--- DESCRIPTION OF THE TASK ---
Every entry that follows is to be set down exactly, with its pictures omitted.

--- DATA LISTING ---
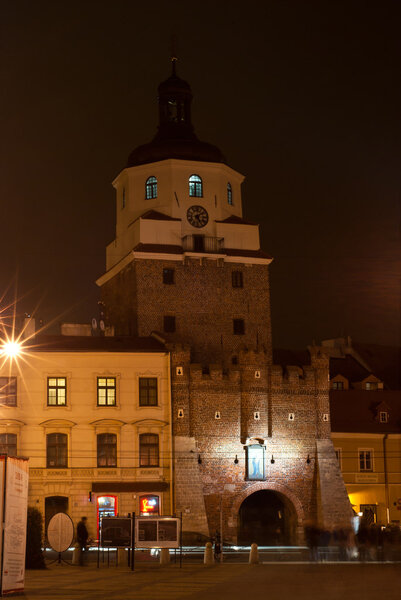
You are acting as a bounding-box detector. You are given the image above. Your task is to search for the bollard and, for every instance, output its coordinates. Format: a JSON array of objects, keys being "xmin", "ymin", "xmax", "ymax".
[
  {"xmin": 204, "ymin": 542, "xmax": 214, "ymax": 565},
  {"xmin": 160, "ymin": 548, "xmax": 170, "ymax": 565},
  {"xmin": 72, "ymin": 544, "xmax": 81, "ymax": 565},
  {"xmin": 117, "ymin": 548, "xmax": 126, "ymax": 566},
  {"xmin": 249, "ymin": 543, "xmax": 259, "ymax": 564}
]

--- OUTPUT FOR THIS TASK ---
You are acting as a bounding-box detector. You are given the image above. Your task is to search for the bollard and, for every instance, output its coordinates. Format: a JSON array of objects, keys being "xmin", "ymin", "xmax", "ymax".
[
  {"xmin": 204, "ymin": 542, "xmax": 214, "ymax": 565},
  {"xmin": 160, "ymin": 548, "xmax": 170, "ymax": 565},
  {"xmin": 72, "ymin": 544, "xmax": 81, "ymax": 565},
  {"xmin": 117, "ymin": 548, "xmax": 126, "ymax": 566},
  {"xmin": 249, "ymin": 543, "xmax": 259, "ymax": 564}
]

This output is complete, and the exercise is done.